◆ **Instructions for the task**: Reproduce each line exactly, including spacing and punctuation.

◆ **Supplied records**:
>> Start

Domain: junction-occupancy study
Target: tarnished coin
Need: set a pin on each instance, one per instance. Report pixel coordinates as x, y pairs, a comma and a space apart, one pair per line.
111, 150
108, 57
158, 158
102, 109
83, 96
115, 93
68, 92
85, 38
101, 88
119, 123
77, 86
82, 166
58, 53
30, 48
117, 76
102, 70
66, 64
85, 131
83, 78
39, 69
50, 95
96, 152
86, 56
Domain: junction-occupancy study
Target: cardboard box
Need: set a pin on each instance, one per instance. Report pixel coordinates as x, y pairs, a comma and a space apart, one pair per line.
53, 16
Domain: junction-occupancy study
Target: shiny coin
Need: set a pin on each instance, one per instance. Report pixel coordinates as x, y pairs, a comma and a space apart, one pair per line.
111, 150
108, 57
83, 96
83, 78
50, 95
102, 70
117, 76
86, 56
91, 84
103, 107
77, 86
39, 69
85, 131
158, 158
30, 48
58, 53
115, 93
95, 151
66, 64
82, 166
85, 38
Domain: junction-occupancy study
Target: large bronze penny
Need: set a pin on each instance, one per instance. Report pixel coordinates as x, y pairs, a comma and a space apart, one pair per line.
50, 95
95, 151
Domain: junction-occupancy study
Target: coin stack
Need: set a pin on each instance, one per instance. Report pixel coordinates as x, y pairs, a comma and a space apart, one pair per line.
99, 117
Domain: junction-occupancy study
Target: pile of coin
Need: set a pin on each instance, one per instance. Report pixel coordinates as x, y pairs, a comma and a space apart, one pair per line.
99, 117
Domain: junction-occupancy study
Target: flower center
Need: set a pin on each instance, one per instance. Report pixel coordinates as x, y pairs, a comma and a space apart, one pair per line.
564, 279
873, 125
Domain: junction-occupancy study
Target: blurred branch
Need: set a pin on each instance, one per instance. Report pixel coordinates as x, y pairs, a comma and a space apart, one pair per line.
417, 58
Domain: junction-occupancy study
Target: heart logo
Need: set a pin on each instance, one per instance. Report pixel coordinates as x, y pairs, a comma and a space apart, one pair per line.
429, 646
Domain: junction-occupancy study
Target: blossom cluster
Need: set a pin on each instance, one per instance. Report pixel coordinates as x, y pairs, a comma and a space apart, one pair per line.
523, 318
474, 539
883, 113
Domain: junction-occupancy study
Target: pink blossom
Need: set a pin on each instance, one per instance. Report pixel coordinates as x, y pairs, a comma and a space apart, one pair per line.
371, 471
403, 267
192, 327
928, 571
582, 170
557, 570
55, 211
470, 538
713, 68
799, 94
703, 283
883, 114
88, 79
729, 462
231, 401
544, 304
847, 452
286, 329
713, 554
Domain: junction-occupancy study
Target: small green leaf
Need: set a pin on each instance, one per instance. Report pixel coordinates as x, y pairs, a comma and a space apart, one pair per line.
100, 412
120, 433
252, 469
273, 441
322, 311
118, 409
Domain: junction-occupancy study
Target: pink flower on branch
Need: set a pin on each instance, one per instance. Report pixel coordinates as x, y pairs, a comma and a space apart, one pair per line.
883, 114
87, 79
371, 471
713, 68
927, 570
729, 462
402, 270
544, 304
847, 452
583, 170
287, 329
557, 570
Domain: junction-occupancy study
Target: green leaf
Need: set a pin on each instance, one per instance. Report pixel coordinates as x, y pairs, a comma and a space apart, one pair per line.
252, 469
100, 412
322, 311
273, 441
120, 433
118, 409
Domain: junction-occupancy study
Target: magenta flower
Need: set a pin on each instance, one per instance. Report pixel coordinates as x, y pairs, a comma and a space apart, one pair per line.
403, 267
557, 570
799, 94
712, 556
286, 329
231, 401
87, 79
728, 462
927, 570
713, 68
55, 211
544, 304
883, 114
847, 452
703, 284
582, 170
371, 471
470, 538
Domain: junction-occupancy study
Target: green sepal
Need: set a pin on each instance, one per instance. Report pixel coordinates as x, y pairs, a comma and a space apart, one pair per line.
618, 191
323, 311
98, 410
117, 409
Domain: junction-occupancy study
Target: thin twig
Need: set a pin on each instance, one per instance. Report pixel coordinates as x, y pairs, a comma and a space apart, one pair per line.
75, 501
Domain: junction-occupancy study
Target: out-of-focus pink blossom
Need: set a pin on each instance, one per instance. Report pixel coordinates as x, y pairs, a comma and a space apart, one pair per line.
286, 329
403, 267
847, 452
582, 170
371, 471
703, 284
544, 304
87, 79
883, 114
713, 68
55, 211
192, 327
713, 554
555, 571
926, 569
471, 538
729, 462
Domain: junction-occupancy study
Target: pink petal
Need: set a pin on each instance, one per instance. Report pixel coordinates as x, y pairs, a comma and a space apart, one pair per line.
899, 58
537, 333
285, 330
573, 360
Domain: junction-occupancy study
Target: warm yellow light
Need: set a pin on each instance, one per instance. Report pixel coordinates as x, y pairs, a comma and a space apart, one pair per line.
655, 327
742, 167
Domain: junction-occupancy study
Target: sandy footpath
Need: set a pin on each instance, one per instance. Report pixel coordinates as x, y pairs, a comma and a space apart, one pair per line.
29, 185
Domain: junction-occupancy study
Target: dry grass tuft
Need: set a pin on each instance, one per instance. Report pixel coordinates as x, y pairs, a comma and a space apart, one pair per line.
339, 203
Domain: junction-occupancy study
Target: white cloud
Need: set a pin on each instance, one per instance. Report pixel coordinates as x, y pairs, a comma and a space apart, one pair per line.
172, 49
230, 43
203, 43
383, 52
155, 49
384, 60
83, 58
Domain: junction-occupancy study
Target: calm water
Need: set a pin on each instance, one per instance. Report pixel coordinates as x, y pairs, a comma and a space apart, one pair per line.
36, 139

>> End

◆ **Written answer**:
Domain: junction-occupancy study
Target: tarnished coin
Need: set a pin on each instance, one per instance. Report pixel coordinates as x, y pairs, a comma and a space apart, one pair per line.
111, 150
108, 57
158, 158
102, 109
83, 96
115, 93
68, 92
85, 38
101, 88
119, 123
77, 86
82, 166
58, 53
30, 48
117, 76
102, 70
66, 64
85, 131
83, 78
39, 69
50, 95
96, 152
86, 56
Domain: junction-occupancy study
Target: cardboard box
Need: set a pin on each instance, one per instance. Report pixel coordinates as x, y pairs, a comma and a space apart, one pair per line.
53, 16
Domain: junction-occupancy study
Target: shiny coin
Need: set a pin on each instance, one per instance. Report pixel coordinates as x, y pairs, a comma and a space apart, one pair per line.
111, 150
108, 57
83, 96
83, 78
50, 95
102, 70
117, 76
86, 56
91, 84
103, 107
77, 86
39, 69
85, 131
158, 158
30, 48
58, 53
115, 93
95, 151
66, 64
82, 166
85, 38
Domain: junction-occupancy study
Target: large bronze penny
Need: set a pin on each instance, one per instance. Report pixel coordinates as x, y pairs, a comma and a space apart, one pair per line.
50, 95
95, 151
Domain: junction-occupancy study
Target: coin stack
Need: set a pin on each instance, one per instance. Report pixel coordinates as x, y pairs, a comma and a space apart, one pair per line.
99, 117
Domain: junction-occupancy study
Target: pile of coin
Need: set a pin on each instance, one per instance. Report pixel coordinates as x, y pairs, a comma and a space apart, one pair per line.
99, 117
Domain: junction-occupancy study
Target: flower center
Need: set a pin on each instance, one per instance. Report pixel coordinates as x, y pairs, a comma and a space apart, one pair per line.
564, 279
873, 125
Domain: junction-occupancy study
Target: blurred branch
Need: set a pin on each instance, one per instance. Report pixel coordinates as x, y pairs, a comma and a space apart, one pair per line.
417, 58
Domain: junction-occupancy study
Target: heart logo
Need: set a pin on each instance, one per instance. Report pixel coordinates as x, y pairs, a comma and a space apart, one pair per line.
429, 646
Domain: junction-occupancy study
Target: blossom cluster
Need: set a pin on each instance, one per instance. Report pixel coordinates as x, y pairs, a comma and a space apart, one pair per line.
523, 318
474, 539
883, 113
Domain: junction-occupancy study
Target: pink blossom
Need: set a pin on each instance, one per instance. Report pixel coordinates as x, y pairs, a comma and a space apart, one pair per line.
371, 471
403, 267
192, 327
928, 571
582, 170
557, 570
55, 211
470, 538
713, 68
799, 94
703, 283
883, 114
88, 79
729, 462
231, 401
544, 304
847, 452
286, 329
713, 554
Domain: junction-occupancy study
Target: small green leaf
Need: set a pin on each instance, one per instance. Report pixel coordinates as x, y pairs, a comma and a space apart, one pair per line.
100, 412
120, 433
252, 469
273, 441
322, 311
118, 409
Domain: junction-occupancy study
Target: pink flower on branch
Need: set a pin on each instance, one per instance. Report pixel coordinates as x, y pairs, a comma and a space apart, one pair per line.
883, 114
87, 79
371, 471
713, 68
927, 570
729, 462
402, 270
544, 304
847, 452
583, 170
287, 329
557, 570
Domain: junction-occupancy study
Target: green leaf
Need: set a pin on each instance, one per instance. Report pixel coordinates as x, y pairs, a comma and a space apart, one pair per line.
252, 469
100, 412
322, 311
273, 441
120, 433
118, 409
Domain: junction-occupancy study
Target: magenta flower
Need: set a pin on each instance, one per instance. Report pixel coordinates as x, y pairs, a comma and a space apart, one pair per line.
403, 267
557, 570
799, 94
712, 556
286, 329
231, 401
87, 79
728, 462
927, 570
713, 68
55, 211
544, 304
883, 114
847, 452
703, 284
582, 170
371, 471
470, 538
Domain: junction-occupancy study
Target: green sepal
Need: set a pin on each instance, one per instance. Report pixel coordinates as x, y pairs, a comma and a space apart, one pair per line.
618, 191
323, 311
98, 410
117, 409
Domain: junction-occupancy study
Target: thin twig
Need: set a pin on each instance, one per instance. Report pixel coordinates as x, y pairs, a comma and a space apart, one pair per line.
75, 501
Domain: junction-occupancy study
Target: out-of-focus pink blossom
Need: set a pin on each instance, one per instance. Report pixel coordinates as x, y pairs, a comma and a space apart, one pair per line.
286, 329
403, 267
847, 452
582, 170
371, 471
703, 284
544, 304
87, 79
883, 114
713, 68
55, 211
192, 327
713, 554
555, 571
926, 569
471, 538
729, 462
Domain: junction-occupancy study
Target: pink petal
Need: set a pin on each instance, one per instance. Report pixel coordinates as x, y pairs, a comma and a space apart, one pair per line.
899, 58
537, 333
285, 330
573, 360
Domain: junction-occupancy study
Target: warm yellow light
Need: set a pin on each instance, one per instance. Report pixel coordinates as x, y pairs, a comma and a space apart, one pair per line.
655, 327
742, 167
Domain: junction-occupancy study
Target: sandy footpath
Need: set a pin on each instance, one per instance. Report pixel coordinates as x, y pairs, a comma and a space apart, one pair per line.
29, 185
Domain: junction-occupancy study
Target: dry grass tuft
Need: set a pin on each instance, one per instance. Report pixel coordinates as x, y pairs, a comma and a space apart, one pair per line.
339, 203
Domain: junction-occupancy study
Target: white cloud
Need: set a pin on each instance, one per instance. Report pixel coordinates as x, y pairs, a comma and a space apart, one pair per line.
172, 49
230, 43
203, 43
383, 52
155, 49
384, 60
83, 58
Domain: junction-occupancy study
Target: calm water
Need: set a pin on each instance, one per instance. Report pixel coordinates as x, y pairs, a comma and a space apart, one pair per line.
36, 139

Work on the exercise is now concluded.